>>>

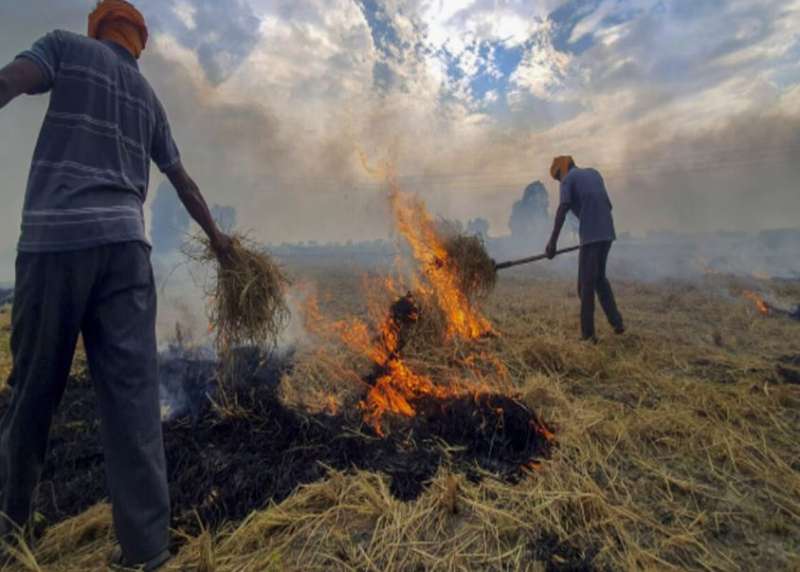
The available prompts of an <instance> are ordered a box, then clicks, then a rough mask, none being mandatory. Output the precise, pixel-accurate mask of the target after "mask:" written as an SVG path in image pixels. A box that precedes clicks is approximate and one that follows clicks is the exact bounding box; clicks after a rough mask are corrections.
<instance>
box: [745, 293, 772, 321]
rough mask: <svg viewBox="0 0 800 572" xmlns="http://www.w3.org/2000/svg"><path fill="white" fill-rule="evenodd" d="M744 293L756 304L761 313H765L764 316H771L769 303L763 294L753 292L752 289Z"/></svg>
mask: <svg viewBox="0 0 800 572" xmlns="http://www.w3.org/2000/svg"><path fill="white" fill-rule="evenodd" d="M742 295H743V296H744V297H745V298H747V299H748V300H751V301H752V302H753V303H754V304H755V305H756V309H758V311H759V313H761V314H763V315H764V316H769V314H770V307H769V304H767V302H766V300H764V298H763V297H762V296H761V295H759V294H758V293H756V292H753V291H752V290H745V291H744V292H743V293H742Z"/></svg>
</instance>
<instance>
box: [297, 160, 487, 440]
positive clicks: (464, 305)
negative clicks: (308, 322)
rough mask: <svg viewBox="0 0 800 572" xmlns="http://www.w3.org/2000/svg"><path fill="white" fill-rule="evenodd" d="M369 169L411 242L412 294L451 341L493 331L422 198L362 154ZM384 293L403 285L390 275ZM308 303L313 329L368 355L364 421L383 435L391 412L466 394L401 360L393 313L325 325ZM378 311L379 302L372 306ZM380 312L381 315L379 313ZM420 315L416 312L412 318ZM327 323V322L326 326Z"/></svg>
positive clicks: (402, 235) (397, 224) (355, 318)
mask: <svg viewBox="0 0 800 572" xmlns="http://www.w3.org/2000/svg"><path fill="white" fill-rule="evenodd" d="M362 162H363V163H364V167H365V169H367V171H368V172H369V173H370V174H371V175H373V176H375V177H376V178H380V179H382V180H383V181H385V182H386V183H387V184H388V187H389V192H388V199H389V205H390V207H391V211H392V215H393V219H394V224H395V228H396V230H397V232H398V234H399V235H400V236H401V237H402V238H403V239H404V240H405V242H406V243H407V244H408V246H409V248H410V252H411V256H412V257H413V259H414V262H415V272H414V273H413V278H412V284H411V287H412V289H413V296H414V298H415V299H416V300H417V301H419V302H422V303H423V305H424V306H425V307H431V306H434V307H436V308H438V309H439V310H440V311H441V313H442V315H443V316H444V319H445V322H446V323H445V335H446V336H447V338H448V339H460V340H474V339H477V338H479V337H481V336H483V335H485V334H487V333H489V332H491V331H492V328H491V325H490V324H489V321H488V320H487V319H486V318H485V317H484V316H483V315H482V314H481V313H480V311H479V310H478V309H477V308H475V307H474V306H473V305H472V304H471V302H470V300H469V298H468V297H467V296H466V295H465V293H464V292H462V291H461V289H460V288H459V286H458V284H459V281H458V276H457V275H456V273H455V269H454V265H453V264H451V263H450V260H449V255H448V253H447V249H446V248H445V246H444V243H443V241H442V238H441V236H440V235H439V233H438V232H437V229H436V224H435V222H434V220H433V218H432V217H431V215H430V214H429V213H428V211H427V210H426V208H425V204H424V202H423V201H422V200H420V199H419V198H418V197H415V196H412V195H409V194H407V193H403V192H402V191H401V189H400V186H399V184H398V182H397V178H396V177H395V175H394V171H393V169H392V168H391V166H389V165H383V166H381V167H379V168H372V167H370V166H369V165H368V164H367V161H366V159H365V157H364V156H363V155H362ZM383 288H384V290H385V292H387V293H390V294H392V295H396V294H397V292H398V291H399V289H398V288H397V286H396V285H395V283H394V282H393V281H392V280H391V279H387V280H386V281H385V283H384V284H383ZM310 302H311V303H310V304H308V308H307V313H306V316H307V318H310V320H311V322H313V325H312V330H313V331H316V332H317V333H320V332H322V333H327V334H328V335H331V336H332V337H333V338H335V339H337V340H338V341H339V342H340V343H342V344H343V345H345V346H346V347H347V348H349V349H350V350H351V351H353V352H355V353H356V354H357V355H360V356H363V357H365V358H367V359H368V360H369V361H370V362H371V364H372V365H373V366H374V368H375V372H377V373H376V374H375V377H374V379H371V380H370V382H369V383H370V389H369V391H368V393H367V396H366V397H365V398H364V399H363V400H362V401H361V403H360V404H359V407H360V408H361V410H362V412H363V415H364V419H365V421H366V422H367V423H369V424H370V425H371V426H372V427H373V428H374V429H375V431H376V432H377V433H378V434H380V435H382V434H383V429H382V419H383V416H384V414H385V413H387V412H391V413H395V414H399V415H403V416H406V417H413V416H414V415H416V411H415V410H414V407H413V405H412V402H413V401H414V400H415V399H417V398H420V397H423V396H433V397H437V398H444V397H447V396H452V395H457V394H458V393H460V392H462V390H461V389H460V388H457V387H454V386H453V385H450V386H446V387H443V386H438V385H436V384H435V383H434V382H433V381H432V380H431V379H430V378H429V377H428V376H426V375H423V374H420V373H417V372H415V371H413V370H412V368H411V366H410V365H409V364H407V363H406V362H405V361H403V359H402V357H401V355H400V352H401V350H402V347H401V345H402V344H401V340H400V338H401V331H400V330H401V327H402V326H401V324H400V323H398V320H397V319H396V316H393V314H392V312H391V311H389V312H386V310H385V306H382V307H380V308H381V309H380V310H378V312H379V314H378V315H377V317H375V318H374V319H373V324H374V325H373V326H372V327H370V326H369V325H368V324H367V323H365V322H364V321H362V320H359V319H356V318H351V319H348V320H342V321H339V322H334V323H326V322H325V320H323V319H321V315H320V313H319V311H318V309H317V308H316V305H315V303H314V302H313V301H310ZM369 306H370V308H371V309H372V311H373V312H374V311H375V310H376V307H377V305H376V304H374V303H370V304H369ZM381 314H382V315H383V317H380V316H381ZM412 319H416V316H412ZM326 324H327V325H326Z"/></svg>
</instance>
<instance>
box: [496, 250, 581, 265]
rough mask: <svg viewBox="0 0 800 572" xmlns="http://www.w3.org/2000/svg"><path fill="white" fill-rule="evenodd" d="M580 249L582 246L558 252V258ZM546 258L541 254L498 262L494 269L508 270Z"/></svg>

<<<

Render the records, from their start through the line containing "293L756 304L761 313H765L764", as a Markdown table with columns No. and Text, one numbered row per line, skipping blank lines and leaving out the pictures.

[TASK RESULT]
| No. | Text |
|---|---|
| 1 | The available prompts of an <instance> are ordered a box, then clicks, then a rough mask, none being mandatory. Output the precise, pixel-accurate mask of the target after "mask:" written as an SVG path in image pixels. A box that precedes clicks is approximate and one that follows clicks is the exact bounding box; clicks after a rough mask are corrections. |
| 2 | <instance> |
| 3 | box: [745, 293, 772, 321] |
| 4 | rough mask: <svg viewBox="0 0 800 572" xmlns="http://www.w3.org/2000/svg"><path fill="white" fill-rule="evenodd" d="M744 293L756 304L761 313H765L764 316H771L769 303L763 294L753 292L752 289Z"/></svg> |